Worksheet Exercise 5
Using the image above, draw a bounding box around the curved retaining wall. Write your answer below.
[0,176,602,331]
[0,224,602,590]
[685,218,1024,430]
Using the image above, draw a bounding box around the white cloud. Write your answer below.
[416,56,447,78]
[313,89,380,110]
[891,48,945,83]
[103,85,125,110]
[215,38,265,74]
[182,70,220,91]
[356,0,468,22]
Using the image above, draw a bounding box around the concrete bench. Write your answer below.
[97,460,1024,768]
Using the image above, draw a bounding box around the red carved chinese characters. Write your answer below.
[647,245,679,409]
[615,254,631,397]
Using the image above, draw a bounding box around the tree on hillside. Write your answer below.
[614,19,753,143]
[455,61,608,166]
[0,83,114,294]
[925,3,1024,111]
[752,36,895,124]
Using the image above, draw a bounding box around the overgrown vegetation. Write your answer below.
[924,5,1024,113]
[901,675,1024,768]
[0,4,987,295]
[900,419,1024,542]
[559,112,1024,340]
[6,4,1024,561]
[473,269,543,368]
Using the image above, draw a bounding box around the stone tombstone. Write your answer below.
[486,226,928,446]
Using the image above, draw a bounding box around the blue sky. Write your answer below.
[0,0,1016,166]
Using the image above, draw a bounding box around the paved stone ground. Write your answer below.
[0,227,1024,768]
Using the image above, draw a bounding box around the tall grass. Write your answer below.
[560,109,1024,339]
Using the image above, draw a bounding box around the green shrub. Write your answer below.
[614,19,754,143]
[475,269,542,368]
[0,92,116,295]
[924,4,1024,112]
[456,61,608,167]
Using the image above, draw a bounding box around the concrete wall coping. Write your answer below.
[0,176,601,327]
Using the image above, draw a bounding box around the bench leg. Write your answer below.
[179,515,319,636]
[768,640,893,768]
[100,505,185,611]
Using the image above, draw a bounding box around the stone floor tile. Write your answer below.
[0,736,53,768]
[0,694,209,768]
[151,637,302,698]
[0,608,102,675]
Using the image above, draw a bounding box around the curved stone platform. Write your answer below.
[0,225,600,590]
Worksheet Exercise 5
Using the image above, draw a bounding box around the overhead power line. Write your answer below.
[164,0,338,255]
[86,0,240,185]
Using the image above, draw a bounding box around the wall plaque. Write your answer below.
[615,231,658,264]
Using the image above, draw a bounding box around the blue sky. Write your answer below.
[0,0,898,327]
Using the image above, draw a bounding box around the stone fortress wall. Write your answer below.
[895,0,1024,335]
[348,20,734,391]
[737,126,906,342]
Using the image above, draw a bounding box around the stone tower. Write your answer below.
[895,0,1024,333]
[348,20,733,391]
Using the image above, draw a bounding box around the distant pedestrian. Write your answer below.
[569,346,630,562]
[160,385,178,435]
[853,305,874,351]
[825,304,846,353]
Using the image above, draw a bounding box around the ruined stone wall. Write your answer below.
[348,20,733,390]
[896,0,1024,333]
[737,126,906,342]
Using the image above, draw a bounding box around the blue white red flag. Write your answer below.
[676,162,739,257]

* _Instructions to follow_: Recast all of the entries above as a JSON list of strings, with one string for each line and blank lines left out.

* _Full answer_:
[
  "Worksheet Exercise 5",
  "Using the image above, draw a bounding box around the curved retaining wall. Write your answer below.",
  "[0,176,602,331]",
  "[0,224,602,590]",
  "[685,218,1024,430]",
  "Using the image above, draw a bounding box around the white cloud. Write your answer below.",
  "[416,56,447,78]",
  "[313,89,380,110]",
  "[891,48,945,83]",
  "[103,85,125,110]",
  "[215,38,265,74]",
  "[182,70,220,91]",
  "[356,0,468,22]",
  "Using the image above, draw a bounding box around the concrete bench. Write your answer below.",
  "[97,460,1024,768]",
  "Using the image above, draw a bounding box around the red carved chinese characters. Write your answer below.",
  "[647,245,679,409]",
  "[615,254,631,397]",
  "Using the image above, draw a bounding box around the tree on hillside. Write your answer below.",
  "[614,19,753,143]",
  "[455,61,608,166]",
  "[0,83,114,294]",
  "[925,3,1024,111]",
  "[752,36,895,124]",
  "Using the image above, draw a bounding box around the overgrown vegetation. Write your answer below.",
  "[924,5,1024,113]",
  "[901,675,1024,768]",
  "[0,4,987,295]",
  "[900,419,1024,542]",
  "[559,112,1024,340]",
  "[6,4,1024,561]",
  "[473,269,543,368]",
  "Using the image above, draw a bounding box around the stone tombstone. Write your answer below.",
  "[486,226,928,446]",
  "Using the image above, draw a bounding box around the blue sky. Write your answer below.",
  "[0,0,1016,166]",
  "Using the image above, draw a bounding box around the paved stone ground. Write your answer below.",
  "[0,227,1024,768]",
  "Using the image above, draw a bounding box around the tall grass. Write your answer below.",
  "[560,109,1024,339]",
  "Using the image above, draw a bounding box around the green shrub. Write your answer below.",
  "[614,19,754,143]",
  "[475,269,542,368]",
  "[0,92,116,295]",
  "[924,4,1024,112]",
  "[456,61,608,167]",
  "Using the image above, draw a bounding box around the concrete wall coping. Write your answer below.",
  "[0,176,601,327]",
  "Using the image above, draw a bounding box around the bench leg. Write your answer below.",
  "[179,515,319,636]",
  "[768,640,893,768]",
  "[100,505,185,611]",
  "Using the image above, draw a bounding box around the stone floor tile. Write your answer below.",
  "[0,736,53,768]",
  "[0,694,209,768]",
  "[151,637,302,698]",
  "[0,608,102,675]",
  "Using the image above, draw a bounding box around the curved stone platform. Write your answer below.",
  "[0,225,600,590]",
  "Worksheet Exercise 5",
  "Using the image above, draw a bounding box around the overhead power line. Write your answer below.",
  "[164,0,338,255]",
  "[86,0,240,185]",
  "Using the image above, draw a bounding box around the wall plaque. Write your answer below.",
  "[615,231,658,264]",
  "Using the image above, draw a bounding box around the blue sky. Write your answer below.",
  "[0,0,898,327]",
  "Using the image above, draw a bounding box around the stone fortress wall. Write your answer below.",
  "[895,0,1024,335]",
  "[348,20,734,391]",
  "[737,126,906,342]",
  "Using the image above, draw a bounding box around the stone tower. Write your answer below.",
  "[895,0,1024,333]",
  "[348,20,733,391]",
  "Using the image above, draw a bounding box around the distant pedestrian. Write your answer below.",
  "[569,346,630,562]",
  "[160,385,178,435]",
  "[853,305,874,351]",
  "[825,304,846,353]",
  "Using the image above, draw a bounding box around the ruined stone wall. Write your answer below.",
  "[348,20,733,390]",
  "[896,0,1024,333]",
  "[737,126,906,342]",
  "Using the image above, draw a bounding box around the blue white red flag. Write your answer below.",
  "[676,162,739,257]"
]